The task:
Your answer should consist only of the line with "Locate the arched" and the lines after it, reproduced exactly through the end of the entries below.

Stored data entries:
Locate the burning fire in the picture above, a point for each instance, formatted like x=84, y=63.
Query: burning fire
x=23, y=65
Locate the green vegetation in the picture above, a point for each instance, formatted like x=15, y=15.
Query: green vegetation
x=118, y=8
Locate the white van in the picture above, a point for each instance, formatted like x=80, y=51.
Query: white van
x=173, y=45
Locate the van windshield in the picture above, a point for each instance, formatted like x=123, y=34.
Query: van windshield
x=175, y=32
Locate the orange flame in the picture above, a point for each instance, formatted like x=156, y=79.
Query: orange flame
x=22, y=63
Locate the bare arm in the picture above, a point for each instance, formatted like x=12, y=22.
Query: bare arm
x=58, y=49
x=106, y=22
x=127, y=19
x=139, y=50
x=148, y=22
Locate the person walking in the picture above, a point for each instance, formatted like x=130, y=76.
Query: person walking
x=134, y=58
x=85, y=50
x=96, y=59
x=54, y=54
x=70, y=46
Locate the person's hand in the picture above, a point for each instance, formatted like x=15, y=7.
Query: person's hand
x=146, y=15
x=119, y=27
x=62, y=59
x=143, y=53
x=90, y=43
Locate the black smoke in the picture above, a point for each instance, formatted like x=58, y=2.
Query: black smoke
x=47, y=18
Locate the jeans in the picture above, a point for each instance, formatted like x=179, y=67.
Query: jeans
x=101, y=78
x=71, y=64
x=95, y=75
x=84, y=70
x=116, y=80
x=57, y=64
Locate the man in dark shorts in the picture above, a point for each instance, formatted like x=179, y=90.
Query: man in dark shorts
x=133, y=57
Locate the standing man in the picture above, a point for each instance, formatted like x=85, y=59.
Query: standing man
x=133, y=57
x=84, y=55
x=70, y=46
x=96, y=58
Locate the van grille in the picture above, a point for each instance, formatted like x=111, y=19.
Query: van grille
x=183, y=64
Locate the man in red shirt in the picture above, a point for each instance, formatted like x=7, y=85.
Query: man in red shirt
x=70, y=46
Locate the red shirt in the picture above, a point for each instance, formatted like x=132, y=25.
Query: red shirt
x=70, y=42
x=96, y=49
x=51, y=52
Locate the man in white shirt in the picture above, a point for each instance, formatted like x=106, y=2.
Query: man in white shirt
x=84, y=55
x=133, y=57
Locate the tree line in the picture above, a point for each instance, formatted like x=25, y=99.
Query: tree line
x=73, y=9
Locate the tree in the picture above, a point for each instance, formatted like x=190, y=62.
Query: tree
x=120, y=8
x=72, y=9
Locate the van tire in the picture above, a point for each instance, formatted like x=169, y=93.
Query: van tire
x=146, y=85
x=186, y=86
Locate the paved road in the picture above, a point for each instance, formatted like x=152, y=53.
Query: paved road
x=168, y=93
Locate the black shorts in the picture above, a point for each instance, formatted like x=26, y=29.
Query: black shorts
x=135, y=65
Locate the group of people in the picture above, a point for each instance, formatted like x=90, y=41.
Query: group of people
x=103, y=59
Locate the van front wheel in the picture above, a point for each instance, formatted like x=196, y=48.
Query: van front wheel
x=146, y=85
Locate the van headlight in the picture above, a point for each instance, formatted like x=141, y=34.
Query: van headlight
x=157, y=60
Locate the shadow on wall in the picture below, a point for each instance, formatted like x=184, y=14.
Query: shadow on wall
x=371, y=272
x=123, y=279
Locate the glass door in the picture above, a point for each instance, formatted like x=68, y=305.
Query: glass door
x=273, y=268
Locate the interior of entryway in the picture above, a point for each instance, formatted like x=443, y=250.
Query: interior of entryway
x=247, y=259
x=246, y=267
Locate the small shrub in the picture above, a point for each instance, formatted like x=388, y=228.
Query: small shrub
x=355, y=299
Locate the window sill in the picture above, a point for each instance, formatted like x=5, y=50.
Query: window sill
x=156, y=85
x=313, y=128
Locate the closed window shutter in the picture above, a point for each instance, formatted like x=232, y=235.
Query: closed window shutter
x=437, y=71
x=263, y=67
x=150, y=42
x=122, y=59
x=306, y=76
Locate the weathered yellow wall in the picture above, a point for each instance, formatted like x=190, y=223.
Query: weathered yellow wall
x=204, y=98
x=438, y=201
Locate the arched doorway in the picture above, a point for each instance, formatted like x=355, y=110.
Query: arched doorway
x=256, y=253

Response area:
Locate the arched doorway in the picture above, a point for each instance, formatted like x=355, y=110.
Query: arched doorway
x=256, y=253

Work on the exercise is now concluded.